TASK MATERIAL:

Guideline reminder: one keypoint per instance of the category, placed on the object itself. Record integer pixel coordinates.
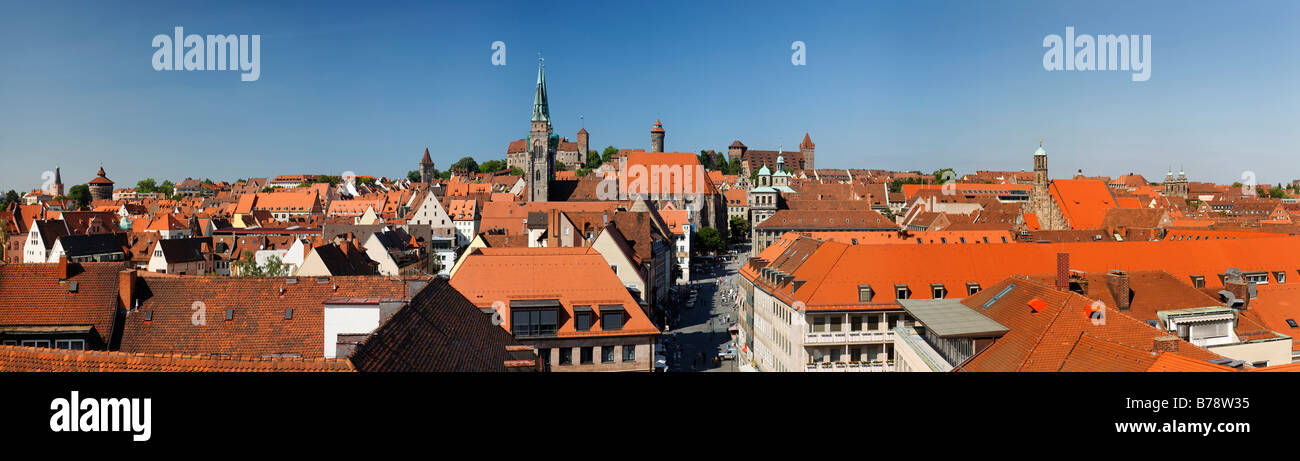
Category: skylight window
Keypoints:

* * *

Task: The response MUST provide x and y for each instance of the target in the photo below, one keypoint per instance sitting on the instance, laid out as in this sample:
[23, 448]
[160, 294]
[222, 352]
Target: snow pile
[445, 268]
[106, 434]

EXERCISE PROMPT: Scanning the data above, copy out every line where "instance" is found.

THE ANSWER:
Guideline reminder: one keypoint per instance of the category, placed on the object itself. Record integer pixel coordinates.
Task: The response MUST provide x and y for each instance of the target in the photo below, one keypoint per instance sitting on the instance, laid out as in this sample:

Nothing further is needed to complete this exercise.